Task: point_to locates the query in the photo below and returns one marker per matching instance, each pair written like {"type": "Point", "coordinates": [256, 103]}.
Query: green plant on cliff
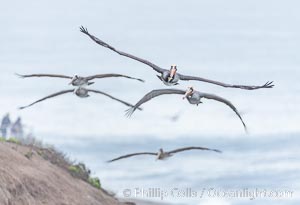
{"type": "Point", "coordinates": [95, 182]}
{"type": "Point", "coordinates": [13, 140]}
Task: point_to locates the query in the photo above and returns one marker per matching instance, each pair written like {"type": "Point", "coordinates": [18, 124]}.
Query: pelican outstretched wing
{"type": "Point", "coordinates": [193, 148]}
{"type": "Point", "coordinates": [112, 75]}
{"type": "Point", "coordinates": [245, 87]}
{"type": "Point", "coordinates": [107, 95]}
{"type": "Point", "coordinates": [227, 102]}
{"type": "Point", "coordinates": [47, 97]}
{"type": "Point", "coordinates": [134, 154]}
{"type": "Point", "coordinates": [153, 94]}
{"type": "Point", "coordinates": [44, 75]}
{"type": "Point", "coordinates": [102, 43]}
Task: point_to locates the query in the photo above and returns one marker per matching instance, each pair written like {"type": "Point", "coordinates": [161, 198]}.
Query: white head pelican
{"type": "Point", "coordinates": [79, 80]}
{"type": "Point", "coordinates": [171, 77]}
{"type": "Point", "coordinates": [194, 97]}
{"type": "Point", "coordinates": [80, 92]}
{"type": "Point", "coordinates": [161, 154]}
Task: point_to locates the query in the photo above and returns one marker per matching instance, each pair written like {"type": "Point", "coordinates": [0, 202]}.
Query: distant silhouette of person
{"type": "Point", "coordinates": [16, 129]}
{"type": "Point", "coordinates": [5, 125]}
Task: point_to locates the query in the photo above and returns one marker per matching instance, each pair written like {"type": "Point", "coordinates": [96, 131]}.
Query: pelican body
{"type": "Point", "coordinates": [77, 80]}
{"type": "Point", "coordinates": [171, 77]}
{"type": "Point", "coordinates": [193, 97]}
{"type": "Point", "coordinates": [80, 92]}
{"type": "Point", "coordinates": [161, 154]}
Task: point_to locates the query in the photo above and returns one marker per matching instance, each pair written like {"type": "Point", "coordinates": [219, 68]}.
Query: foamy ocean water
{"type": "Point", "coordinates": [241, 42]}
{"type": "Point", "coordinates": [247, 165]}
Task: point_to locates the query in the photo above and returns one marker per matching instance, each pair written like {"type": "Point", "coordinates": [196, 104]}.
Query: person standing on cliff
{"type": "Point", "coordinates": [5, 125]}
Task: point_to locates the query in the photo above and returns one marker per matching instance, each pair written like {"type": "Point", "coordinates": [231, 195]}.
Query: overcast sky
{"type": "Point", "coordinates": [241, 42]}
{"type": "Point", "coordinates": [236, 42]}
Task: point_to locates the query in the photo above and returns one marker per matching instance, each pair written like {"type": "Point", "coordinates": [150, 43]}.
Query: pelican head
··········
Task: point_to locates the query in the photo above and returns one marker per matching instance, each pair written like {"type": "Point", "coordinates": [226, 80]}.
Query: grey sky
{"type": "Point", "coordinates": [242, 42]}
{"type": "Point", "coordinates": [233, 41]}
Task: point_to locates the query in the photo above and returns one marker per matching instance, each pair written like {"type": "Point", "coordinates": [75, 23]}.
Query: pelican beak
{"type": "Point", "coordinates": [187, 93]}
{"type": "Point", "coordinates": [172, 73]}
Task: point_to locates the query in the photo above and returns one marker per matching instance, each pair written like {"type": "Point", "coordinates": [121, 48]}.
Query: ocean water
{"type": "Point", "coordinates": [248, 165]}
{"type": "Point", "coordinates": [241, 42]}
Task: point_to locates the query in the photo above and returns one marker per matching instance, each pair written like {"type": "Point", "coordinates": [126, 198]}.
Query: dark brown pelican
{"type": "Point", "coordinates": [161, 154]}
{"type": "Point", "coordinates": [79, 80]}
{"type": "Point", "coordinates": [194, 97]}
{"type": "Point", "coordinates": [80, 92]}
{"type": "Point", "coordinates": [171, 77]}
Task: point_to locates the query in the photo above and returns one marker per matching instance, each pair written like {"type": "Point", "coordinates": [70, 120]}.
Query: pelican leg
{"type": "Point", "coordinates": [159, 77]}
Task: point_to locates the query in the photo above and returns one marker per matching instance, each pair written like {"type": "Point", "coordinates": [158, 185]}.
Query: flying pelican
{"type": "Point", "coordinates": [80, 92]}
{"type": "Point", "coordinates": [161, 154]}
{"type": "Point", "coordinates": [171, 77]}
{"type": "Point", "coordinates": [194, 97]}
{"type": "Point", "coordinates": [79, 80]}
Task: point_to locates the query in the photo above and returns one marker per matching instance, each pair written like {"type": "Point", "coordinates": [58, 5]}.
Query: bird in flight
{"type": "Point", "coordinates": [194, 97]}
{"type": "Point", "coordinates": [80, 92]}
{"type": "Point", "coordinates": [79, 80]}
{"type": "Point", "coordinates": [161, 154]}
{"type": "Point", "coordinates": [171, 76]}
··········
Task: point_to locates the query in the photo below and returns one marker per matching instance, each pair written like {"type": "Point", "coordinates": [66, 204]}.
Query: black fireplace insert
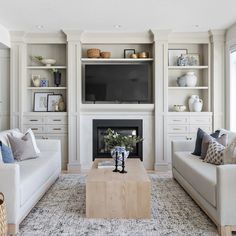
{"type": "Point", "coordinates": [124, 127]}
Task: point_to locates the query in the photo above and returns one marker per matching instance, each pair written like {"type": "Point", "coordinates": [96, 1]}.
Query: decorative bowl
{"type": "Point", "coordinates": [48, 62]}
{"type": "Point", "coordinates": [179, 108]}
··········
### [EXERCISE OBJECTIVE]
Report the number of lines in these entries that hold the word "below". Add nothing else.

### [YOUR RESPONSE]
2